● **Exercise**: Return every line from the data below that contains the word "white".

[Source data]
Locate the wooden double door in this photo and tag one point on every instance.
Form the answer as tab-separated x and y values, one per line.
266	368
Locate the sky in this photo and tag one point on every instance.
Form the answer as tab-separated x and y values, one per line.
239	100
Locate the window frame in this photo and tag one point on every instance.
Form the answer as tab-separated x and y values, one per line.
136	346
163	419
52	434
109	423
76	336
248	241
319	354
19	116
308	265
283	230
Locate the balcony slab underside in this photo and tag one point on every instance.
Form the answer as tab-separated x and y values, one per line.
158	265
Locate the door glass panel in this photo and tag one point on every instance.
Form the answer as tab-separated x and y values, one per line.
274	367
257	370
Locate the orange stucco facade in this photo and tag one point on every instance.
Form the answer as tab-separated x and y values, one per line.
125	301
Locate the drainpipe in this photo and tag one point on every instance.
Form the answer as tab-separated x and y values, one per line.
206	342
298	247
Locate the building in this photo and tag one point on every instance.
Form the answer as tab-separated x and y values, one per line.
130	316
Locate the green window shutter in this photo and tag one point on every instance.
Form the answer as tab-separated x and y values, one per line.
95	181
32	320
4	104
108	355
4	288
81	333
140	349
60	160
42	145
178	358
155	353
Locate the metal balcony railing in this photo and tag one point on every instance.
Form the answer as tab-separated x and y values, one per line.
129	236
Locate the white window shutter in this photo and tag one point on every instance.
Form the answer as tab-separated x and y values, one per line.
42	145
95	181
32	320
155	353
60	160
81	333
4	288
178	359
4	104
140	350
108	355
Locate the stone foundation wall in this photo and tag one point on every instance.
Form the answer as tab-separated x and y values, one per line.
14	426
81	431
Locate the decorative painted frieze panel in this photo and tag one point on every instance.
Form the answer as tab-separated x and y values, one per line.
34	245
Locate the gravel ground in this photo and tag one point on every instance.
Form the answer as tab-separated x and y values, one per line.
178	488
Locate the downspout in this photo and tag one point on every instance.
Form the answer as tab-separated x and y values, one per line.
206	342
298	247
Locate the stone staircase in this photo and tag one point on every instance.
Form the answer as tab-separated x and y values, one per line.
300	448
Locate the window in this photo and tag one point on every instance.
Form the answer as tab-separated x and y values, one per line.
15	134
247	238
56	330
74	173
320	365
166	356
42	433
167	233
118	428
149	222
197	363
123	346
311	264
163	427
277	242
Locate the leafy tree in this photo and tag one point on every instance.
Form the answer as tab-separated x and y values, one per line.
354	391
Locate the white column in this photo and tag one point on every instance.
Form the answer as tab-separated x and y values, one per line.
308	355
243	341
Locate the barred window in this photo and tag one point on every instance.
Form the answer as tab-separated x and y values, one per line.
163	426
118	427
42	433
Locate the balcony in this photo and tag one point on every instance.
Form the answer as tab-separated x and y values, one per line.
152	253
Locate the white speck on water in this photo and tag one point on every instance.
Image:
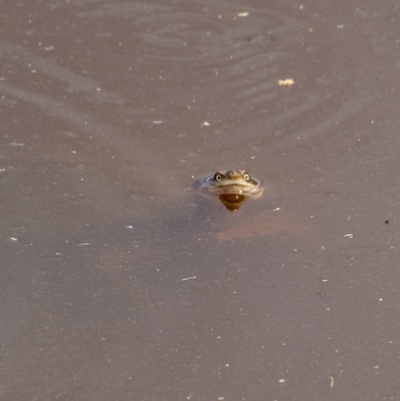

● **Correct result**:
Locate the white window shutter in this photo and tag one point on every instance.
Locate the white column in this photo and tag one point on every instance.
Locate the white speck on water in this photo and tag one point on every instance.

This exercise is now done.